### TASK STATEMENT
Pull out every line of the items below that contains the word "wallaby". Case counts.

### RECORDS PROVIDED
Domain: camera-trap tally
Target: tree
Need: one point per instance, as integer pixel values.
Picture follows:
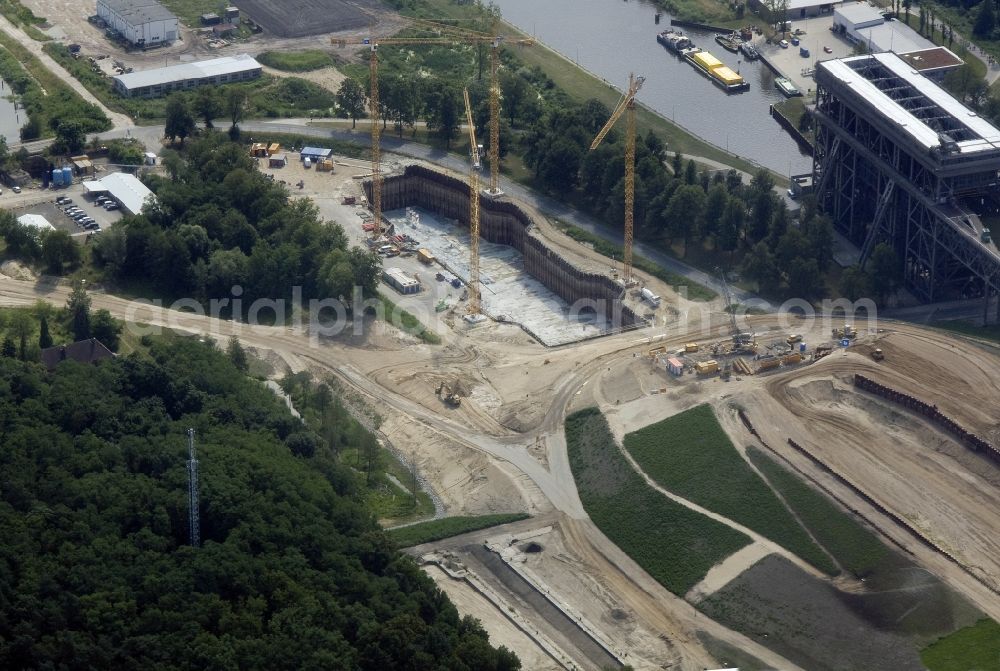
(70, 137)
(759, 265)
(59, 250)
(236, 105)
(237, 355)
(351, 98)
(107, 329)
(685, 212)
(78, 309)
(985, 21)
(207, 104)
(886, 271)
(21, 327)
(44, 337)
(179, 123)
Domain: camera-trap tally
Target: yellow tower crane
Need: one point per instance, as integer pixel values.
(627, 104)
(448, 35)
(474, 295)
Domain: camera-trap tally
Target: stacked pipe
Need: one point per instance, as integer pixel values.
(931, 412)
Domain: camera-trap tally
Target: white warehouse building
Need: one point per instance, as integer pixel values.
(161, 81)
(144, 23)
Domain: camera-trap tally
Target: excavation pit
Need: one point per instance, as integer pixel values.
(523, 281)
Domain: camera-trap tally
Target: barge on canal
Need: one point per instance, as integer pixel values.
(717, 71)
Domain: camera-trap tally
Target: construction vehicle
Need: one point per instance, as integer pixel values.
(627, 104)
(474, 296)
(446, 35)
(449, 397)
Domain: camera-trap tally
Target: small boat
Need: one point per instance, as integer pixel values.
(730, 42)
(787, 87)
(674, 40)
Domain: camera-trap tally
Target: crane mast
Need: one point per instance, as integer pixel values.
(626, 106)
(474, 295)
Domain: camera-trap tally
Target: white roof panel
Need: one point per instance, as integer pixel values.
(186, 71)
(921, 132)
(127, 190)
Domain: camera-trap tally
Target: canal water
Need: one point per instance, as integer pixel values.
(11, 119)
(612, 38)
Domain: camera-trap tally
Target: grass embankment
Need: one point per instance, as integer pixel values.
(690, 455)
(582, 86)
(46, 97)
(435, 530)
(267, 97)
(854, 547)
(672, 543)
(695, 291)
(296, 61)
(405, 321)
(975, 648)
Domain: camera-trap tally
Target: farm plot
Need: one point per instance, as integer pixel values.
(672, 543)
(299, 18)
(690, 455)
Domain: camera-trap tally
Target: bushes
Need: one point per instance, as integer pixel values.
(435, 530)
(857, 549)
(672, 543)
(691, 455)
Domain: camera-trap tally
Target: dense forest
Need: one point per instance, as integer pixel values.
(293, 573)
(218, 223)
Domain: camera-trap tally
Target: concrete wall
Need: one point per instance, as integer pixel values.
(504, 223)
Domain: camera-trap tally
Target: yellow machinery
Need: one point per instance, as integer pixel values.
(474, 295)
(448, 35)
(627, 103)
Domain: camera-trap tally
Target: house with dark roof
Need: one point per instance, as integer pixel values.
(84, 351)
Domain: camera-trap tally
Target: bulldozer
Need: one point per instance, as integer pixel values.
(449, 397)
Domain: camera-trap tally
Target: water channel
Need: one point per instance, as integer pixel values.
(11, 117)
(611, 38)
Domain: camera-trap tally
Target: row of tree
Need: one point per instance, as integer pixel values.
(96, 569)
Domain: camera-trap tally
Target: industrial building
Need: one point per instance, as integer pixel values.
(130, 194)
(143, 23)
(400, 281)
(898, 159)
(35, 221)
(161, 81)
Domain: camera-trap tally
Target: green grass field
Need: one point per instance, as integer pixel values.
(296, 61)
(975, 648)
(854, 547)
(673, 544)
(690, 455)
(696, 292)
(435, 530)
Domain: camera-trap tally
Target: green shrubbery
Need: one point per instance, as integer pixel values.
(690, 455)
(672, 543)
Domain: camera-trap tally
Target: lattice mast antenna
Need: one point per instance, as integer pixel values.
(194, 512)
(626, 104)
(474, 296)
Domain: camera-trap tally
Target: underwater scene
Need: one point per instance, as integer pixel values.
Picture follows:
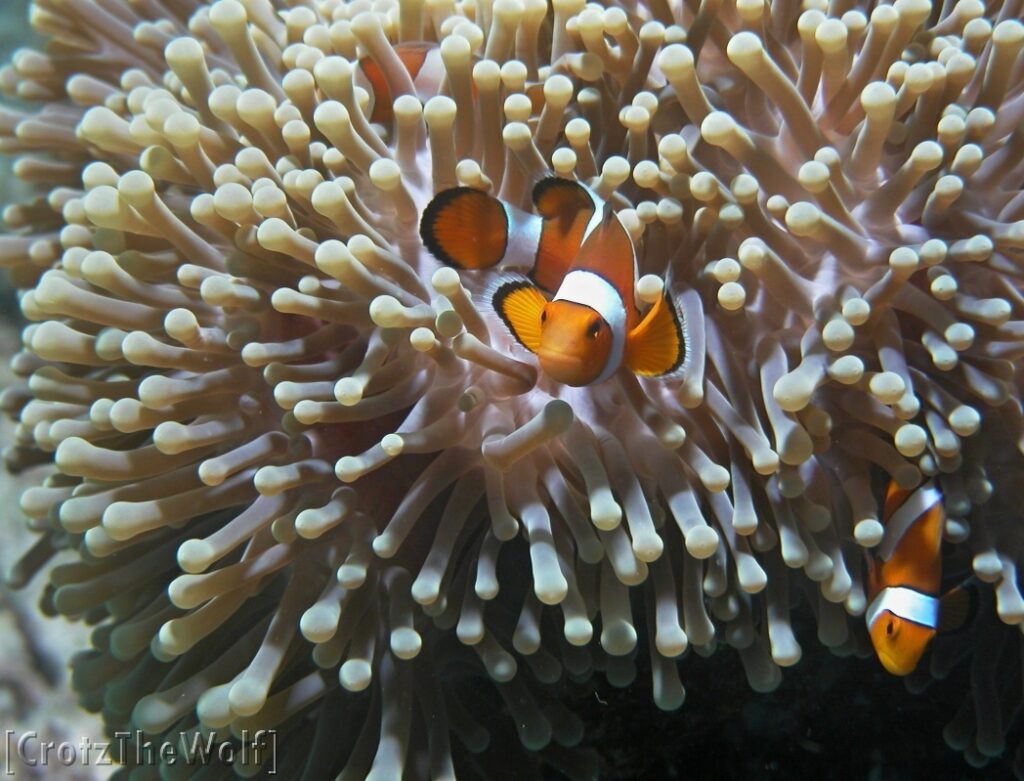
(421, 390)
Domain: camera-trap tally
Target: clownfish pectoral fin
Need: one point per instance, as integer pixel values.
(520, 306)
(957, 607)
(655, 346)
(465, 228)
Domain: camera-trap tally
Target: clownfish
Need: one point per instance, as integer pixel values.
(904, 610)
(576, 308)
(423, 62)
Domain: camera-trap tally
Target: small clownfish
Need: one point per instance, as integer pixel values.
(576, 308)
(423, 62)
(904, 611)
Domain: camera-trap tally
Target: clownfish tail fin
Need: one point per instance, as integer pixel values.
(656, 345)
(465, 228)
(555, 197)
(518, 302)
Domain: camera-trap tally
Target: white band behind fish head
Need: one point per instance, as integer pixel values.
(905, 603)
(594, 291)
(919, 503)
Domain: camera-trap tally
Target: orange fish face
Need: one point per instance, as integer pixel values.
(576, 343)
(899, 644)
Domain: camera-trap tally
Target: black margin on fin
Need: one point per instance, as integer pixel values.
(499, 291)
(429, 216)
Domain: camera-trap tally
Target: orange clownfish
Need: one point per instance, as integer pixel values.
(576, 308)
(904, 610)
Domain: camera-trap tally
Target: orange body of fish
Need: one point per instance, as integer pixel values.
(904, 609)
(576, 308)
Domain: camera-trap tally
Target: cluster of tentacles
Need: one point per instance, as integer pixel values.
(299, 475)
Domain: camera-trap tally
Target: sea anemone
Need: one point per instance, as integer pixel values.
(290, 456)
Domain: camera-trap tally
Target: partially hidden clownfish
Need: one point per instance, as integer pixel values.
(576, 308)
(422, 60)
(904, 610)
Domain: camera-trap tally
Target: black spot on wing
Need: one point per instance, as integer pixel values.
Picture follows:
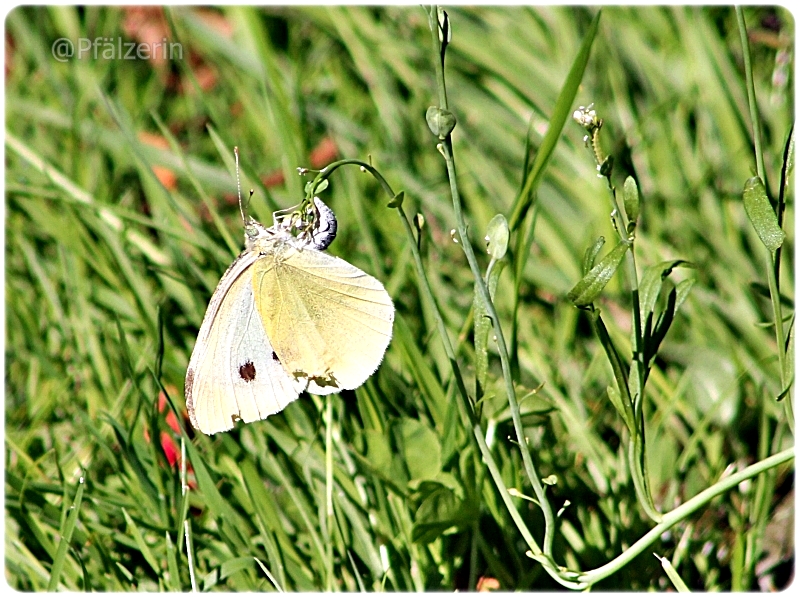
(247, 371)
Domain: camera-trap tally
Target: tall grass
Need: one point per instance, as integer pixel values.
(490, 449)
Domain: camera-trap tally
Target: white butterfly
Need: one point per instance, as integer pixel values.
(285, 318)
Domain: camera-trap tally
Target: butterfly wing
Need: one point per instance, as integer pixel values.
(233, 372)
(329, 322)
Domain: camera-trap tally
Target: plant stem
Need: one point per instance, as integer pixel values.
(446, 148)
(682, 512)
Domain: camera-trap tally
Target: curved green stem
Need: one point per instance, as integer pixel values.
(446, 148)
(680, 513)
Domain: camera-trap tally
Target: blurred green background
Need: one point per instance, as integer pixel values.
(121, 216)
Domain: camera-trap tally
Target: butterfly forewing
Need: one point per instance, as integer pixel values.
(234, 372)
(329, 322)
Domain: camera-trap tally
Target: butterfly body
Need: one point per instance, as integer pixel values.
(285, 318)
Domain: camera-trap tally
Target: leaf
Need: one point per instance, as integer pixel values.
(616, 400)
(591, 254)
(630, 194)
(483, 326)
(677, 581)
(651, 343)
(652, 279)
(421, 450)
(497, 237)
(761, 214)
(591, 285)
(397, 200)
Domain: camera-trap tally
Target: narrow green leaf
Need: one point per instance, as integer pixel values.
(421, 450)
(497, 237)
(66, 536)
(173, 575)
(677, 581)
(591, 254)
(652, 279)
(144, 549)
(397, 200)
(616, 400)
(483, 326)
(591, 285)
(761, 214)
(630, 194)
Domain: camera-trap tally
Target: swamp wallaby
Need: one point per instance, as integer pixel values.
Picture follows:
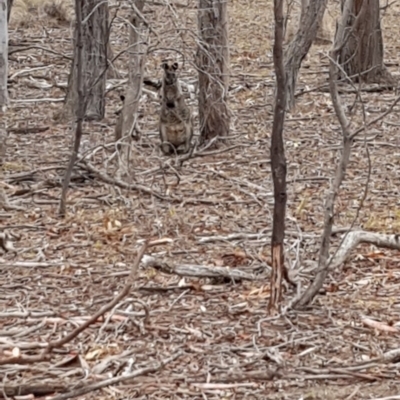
(176, 126)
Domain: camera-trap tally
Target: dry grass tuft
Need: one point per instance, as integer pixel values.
(26, 12)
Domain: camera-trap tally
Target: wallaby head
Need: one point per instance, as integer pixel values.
(170, 72)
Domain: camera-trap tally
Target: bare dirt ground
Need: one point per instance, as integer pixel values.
(66, 269)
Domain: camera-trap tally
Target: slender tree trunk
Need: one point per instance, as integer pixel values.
(81, 93)
(298, 48)
(213, 67)
(3, 53)
(95, 42)
(137, 57)
(362, 55)
(9, 6)
(278, 164)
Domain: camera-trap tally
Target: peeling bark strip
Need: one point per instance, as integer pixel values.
(278, 164)
(362, 55)
(94, 49)
(213, 68)
(3, 53)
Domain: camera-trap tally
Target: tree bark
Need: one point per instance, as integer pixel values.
(9, 6)
(213, 68)
(3, 53)
(137, 57)
(81, 102)
(362, 55)
(95, 32)
(278, 165)
(298, 48)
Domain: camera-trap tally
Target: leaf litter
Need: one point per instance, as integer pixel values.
(215, 211)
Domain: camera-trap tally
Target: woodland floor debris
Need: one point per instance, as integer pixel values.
(66, 270)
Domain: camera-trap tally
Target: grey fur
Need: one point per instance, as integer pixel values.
(176, 127)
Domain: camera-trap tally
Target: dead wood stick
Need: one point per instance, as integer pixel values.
(28, 129)
(60, 386)
(156, 366)
(24, 359)
(113, 181)
(105, 308)
(353, 239)
(201, 271)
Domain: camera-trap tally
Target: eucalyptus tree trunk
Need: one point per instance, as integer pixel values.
(95, 35)
(3, 53)
(213, 68)
(362, 55)
(9, 6)
(310, 20)
(137, 57)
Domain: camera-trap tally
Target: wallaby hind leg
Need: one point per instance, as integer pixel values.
(166, 147)
(189, 135)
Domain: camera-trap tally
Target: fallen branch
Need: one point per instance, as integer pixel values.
(131, 279)
(113, 181)
(200, 271)
(51, 387)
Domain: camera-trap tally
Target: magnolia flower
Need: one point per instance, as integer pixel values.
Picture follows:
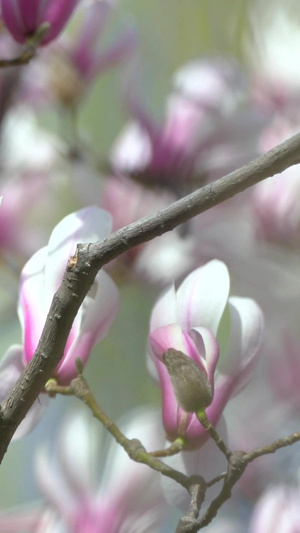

### SOLVED PROBLEM
Target: swamp wallaby
Target: wallaby head
Target: wallaby hind leg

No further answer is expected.